**书面指令:**
将材料中从含有“Can you find the giant”的那一行开始、到材料末尾结束的各行逐字照抄，首尾两行都包括在内。

**所给条目:**
====

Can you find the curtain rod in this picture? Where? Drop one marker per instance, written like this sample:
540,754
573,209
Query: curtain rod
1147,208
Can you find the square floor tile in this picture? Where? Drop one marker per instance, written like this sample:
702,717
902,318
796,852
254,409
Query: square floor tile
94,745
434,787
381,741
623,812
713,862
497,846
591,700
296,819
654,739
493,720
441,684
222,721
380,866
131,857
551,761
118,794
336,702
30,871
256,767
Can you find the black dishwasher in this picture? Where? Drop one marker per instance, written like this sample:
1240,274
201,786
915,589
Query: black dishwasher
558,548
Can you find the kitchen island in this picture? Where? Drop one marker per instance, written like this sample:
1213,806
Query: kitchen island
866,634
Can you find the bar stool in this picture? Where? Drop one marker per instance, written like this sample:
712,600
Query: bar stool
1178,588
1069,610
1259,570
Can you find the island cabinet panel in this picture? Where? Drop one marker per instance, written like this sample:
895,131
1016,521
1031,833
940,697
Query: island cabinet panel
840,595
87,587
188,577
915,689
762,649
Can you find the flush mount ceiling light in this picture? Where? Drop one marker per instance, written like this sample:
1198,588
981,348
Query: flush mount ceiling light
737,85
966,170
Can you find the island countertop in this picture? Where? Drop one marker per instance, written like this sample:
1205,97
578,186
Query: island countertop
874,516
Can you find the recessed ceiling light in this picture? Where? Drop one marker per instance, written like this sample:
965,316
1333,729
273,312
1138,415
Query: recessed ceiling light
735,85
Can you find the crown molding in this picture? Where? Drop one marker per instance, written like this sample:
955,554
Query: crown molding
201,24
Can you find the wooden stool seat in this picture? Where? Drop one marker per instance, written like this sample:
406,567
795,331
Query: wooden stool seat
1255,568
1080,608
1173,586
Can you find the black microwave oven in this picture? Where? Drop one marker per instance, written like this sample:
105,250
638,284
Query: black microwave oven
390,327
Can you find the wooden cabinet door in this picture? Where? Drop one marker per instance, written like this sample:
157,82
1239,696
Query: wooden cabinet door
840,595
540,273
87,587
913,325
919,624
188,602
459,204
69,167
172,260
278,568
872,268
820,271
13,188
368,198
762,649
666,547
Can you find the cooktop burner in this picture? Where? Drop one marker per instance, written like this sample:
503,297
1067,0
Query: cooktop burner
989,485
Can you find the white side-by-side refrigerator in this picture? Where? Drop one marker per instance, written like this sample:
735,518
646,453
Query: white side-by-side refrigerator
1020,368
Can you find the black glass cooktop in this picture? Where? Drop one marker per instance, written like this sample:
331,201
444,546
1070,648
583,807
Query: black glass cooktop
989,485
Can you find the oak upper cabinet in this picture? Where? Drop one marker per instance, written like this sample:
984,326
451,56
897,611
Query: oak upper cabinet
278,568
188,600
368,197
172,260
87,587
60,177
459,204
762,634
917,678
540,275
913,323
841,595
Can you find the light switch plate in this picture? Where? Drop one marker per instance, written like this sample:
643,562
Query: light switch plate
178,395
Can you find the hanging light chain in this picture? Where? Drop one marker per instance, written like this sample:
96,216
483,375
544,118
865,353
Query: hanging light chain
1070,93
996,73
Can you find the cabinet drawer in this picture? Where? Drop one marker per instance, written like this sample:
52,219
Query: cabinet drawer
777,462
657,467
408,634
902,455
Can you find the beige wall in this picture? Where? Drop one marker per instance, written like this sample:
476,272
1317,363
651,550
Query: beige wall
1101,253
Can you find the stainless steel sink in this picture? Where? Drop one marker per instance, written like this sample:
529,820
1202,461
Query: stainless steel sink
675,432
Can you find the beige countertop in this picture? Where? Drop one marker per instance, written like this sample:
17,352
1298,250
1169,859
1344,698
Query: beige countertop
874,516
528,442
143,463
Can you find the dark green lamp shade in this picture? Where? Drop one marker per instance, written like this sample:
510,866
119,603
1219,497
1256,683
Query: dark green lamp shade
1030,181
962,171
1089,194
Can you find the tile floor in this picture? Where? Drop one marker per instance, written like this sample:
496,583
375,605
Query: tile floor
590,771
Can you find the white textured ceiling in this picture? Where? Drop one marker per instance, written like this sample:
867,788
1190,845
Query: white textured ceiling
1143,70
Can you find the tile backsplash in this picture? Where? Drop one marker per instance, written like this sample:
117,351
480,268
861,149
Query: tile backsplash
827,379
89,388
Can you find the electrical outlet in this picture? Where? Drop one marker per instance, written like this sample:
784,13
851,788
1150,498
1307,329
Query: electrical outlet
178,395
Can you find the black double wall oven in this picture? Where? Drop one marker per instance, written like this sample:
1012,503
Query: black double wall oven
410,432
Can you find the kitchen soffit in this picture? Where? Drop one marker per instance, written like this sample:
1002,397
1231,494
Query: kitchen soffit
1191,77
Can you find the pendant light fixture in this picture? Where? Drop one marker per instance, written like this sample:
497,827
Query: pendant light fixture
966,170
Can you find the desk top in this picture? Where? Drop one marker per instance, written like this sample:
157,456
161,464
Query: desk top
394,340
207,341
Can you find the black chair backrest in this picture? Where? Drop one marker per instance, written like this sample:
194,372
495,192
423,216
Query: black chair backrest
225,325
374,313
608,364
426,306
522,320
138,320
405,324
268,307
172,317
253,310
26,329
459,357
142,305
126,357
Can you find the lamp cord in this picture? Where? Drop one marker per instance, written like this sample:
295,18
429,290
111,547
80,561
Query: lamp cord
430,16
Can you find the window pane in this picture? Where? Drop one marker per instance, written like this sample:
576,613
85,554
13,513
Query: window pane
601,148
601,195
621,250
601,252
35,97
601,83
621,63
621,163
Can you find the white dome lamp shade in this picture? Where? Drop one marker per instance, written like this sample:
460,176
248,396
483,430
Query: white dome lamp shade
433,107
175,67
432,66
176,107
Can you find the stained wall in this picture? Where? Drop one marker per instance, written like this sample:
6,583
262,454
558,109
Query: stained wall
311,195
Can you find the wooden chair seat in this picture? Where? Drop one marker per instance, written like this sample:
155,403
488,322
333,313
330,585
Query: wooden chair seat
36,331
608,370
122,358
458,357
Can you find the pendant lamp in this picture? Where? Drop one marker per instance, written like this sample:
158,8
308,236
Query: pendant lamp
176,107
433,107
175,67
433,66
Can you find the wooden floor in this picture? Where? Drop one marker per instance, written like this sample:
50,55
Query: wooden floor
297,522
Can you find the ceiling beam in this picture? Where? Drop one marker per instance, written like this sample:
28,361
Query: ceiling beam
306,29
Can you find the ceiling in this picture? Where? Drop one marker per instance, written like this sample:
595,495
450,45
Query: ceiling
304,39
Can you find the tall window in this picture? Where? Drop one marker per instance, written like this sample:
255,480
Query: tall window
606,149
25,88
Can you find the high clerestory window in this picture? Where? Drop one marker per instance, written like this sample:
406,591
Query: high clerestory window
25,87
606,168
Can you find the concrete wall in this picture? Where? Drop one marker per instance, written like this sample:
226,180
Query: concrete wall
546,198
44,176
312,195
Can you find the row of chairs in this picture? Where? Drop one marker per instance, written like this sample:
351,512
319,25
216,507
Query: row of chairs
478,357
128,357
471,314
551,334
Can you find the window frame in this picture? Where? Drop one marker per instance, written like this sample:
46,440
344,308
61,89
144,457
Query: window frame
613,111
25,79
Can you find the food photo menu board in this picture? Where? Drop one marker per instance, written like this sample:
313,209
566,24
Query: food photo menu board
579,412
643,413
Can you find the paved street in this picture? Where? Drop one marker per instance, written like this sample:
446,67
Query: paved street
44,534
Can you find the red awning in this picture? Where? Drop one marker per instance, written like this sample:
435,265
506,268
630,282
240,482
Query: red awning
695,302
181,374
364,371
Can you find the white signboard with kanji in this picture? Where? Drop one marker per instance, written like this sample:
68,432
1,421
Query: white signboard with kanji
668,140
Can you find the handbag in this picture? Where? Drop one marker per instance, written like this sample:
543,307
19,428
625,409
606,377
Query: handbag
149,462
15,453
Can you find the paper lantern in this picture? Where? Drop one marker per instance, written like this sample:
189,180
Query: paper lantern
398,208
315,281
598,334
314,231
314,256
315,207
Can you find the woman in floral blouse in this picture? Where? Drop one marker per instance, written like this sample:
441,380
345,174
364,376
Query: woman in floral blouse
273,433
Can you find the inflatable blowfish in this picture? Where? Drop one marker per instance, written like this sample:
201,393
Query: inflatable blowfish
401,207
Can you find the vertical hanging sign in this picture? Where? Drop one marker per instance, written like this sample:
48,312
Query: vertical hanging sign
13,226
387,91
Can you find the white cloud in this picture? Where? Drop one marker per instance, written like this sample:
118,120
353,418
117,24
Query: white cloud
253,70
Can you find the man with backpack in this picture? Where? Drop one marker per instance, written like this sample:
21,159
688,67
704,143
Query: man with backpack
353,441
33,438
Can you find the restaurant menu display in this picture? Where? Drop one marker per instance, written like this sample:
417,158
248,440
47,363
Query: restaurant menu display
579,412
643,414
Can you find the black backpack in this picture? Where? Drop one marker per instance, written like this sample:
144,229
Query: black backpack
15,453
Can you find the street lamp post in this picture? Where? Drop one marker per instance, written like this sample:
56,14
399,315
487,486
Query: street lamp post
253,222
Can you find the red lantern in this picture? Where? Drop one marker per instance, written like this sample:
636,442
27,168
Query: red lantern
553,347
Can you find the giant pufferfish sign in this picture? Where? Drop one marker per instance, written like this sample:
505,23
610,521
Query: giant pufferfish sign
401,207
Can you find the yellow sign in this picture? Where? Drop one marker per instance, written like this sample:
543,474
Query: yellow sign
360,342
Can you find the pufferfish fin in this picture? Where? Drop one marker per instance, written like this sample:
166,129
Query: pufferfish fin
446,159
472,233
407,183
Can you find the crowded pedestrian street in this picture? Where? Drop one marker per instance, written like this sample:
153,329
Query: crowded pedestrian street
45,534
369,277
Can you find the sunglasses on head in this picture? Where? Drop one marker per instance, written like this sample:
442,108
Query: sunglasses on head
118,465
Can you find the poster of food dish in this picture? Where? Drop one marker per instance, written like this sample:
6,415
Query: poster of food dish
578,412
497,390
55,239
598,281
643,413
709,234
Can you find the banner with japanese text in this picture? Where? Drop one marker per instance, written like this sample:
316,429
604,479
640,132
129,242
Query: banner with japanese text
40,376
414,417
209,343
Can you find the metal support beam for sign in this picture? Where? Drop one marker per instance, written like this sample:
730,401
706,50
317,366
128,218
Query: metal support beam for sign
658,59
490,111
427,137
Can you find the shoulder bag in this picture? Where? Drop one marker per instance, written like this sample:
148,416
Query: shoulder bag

====

**最终结果:**
Can you find the giant pufferfish sign in this picture? Where? Drop one marker per instance, written like this sample:
505,23
610,521
Query: giant pufferfish sign
401,207
Can you find the yellow sign in this picture? Where? Drop one marker per instance, written like this sample:
543,474
Query: yellow sign
360,342
Can you find the pufferfish fin in this picture? Where? Drop one marker per instance, written like this sample:
166,129
Query: pufferfish fin
446,159
472,233
407,183
Can you find the crowded pedestrian street in this picture? Where? Drop one marker per instance, written like this sample:
153,329
Query: crowded pedestrian street
45,534
369,277
Can you find the sunglasses on head in this picture? Where? Drop one marker per instance, written like this sample:
442,108
Query: sunglasses on head
118,465
Can you find the poster of food dish in this picture? Where? Drop one marker per instance, written like this sample:
6,415
Query: poster of food dish
578,412
497,390
55,239
598,281
643,413
709,234
Can you find the banner with japanese text in this picture? Where? Drop one marker per instance, written like this sample:
316,429
604,479
640,132
129,242
Query: banner with japanese text
40,376
414,417
209,343
Can you find the metal support beam for sign in this picture? Where? Drop one marker per instance, written like this sample:
730,401
706,50
317,366
128,218
Query: metal support beam for sign
658,59
490,111
427,137
Can you find the shoulder bag in this picture? Where? Drop one marker per instance, written like this sample:
148,416
Query: shoulder bag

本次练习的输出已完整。